Rows from a dataset:
◆ ◆ ◆ ◆ ◆ ◆ ◆
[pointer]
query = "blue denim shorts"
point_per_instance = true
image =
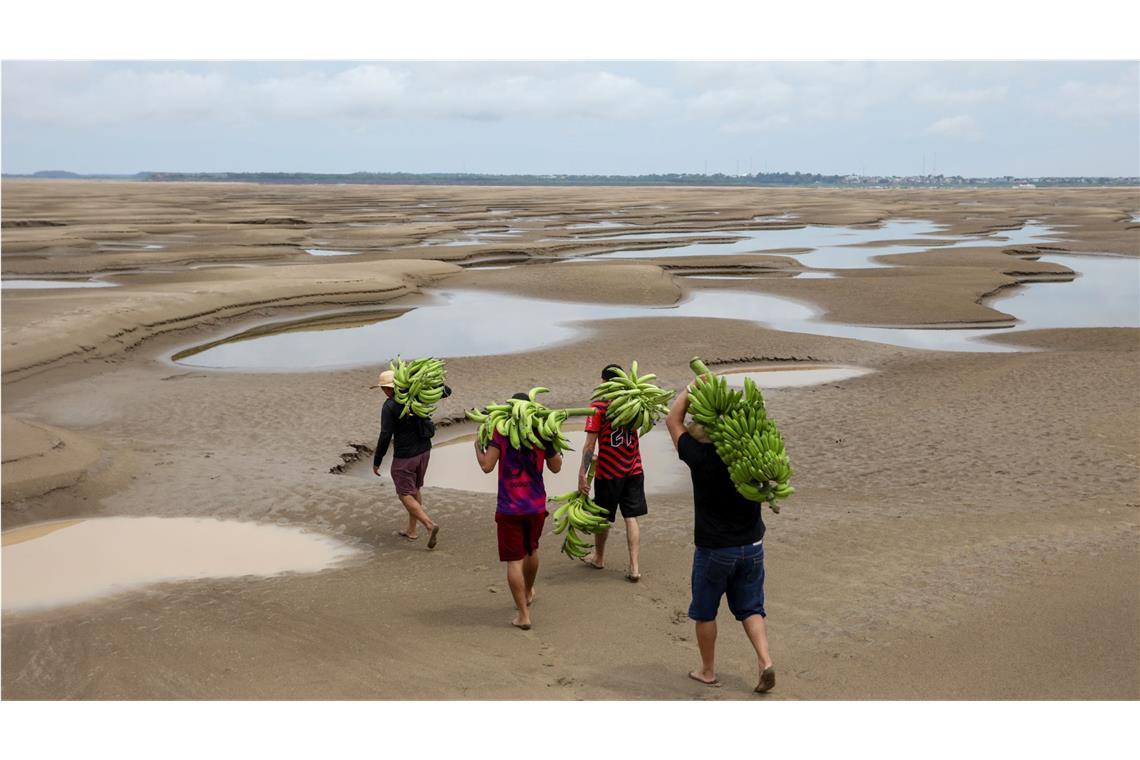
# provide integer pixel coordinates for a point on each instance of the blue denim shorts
(735, 571)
◆ ◆ ◆ ◆ ◆ ◆ ◆
* The task: Copy out every line of the records again, but shift each point coordinate in the answers by adding 14 to both numbers. Leave the picture lines out.

* Answer to the problem:
[pointer]
query = "blue denim shorts"
point_per_instance = true
image =
# provide integer pixel coordinates for a point on each instance of the blue denim shorts
(749, 585)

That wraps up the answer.